══ Extrait

Vidéotopsie n°21 (Septembre 2018) de David Didelot

Bouquet final

Cela fait très longtemps que je songe à écrire un petit texte sur le renouveau des fanzines et je ne l’ai jamais fait. Faute de temps, de trouver un angle d’attaque suffisamment fort et puis les Cahiers du cinéma m’ont coupé l’herbe sous le pied en publiant il y a quelques années un bel article sur le sujet. Mais voilà que sort le dernier numéro de Vidéotopsie après 25 ans de bons et loyaux services (le premier numéro datant de 1993). David Didelot, son âme damnée bien connu des amateurs de cinéma bis pour ses deux excellents ouvrages (un sur la collection « Gore » du Fleuve Noir et un autre sur le cinéaste Bruno Mattei) et ses interventions particulièrement inspirées dans de nombreux suppléments de DVD, a décidé de mettre la clé sous le paillasson. Son dernier opus méritait donc bien quelques mots. En préambule, on voudra bien (j’espère !) me pardonner d’être à la fois juge et partie puisque j’ai signé quelques textes dans les derniers numéros du fanzine. De la même manière, David Didelot n’hésite pas, dans un magnifique texte rétrospectif, à donner quelques coups de griffes très justifiées contre la culture du « Je » à l’œuvre sur Internet et les réseaux sociaux et je ne vais pas échapper à cette tentation de « l’autobiographie » pour évoquer la belle aventure Vidéotopsie. D’où mes plates excuses. Mais si comme le dit joliment David « l’esprit qui souffle dans un fanzine, c’est souvent l’âme d’un seul mec, le ton original d’un seul gonz’, et ce même s’il s’entoure de plumes amicales et savantes… », le rapport que le lecteur peut avoir à ces publications de passionnés est souvent très intime et dit quelque chose de son parcours individuel.

════

--- Consigne ---
Pour chacune de ces affirmations, dites si l'extrait sur Vidéotopsie la confirme, en répondant par oui ou par non et en citant les mots décisifs : 1. Le premier numéro de Vidéotopsie est paru en 1993. 2. David Didelot a écrit un ouvrage sur le cinéaste Bruno Mattei. 3. L'auteur de l'extrait n'a jamais écrit pour Vidéotopsie. Les items constituent un matériau distinct de l'extrait.

══ Données

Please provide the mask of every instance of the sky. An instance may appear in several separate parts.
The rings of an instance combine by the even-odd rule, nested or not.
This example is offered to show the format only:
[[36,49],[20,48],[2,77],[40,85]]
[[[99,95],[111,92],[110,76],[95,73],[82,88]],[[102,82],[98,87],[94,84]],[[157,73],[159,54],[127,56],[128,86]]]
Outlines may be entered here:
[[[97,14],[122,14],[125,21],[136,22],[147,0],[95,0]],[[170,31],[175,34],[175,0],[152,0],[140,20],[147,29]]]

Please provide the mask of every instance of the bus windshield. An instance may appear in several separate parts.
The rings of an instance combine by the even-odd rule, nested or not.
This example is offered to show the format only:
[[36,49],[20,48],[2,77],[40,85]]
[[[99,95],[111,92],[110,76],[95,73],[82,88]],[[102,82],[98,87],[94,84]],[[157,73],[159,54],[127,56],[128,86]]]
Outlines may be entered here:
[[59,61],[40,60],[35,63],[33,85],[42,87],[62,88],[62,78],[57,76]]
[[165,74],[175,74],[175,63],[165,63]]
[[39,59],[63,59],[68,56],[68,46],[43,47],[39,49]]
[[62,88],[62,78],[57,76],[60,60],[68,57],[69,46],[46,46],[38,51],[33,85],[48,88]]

════

--- Réponse attendue ---
1. Oui : « le premier numéro datant de 1993 ».
2. Oui : « un autre sur le cinéaste Bruno Mattei ».
3. Non : « j’ai signé quelques textes dans les derniers numéros du fanzine ».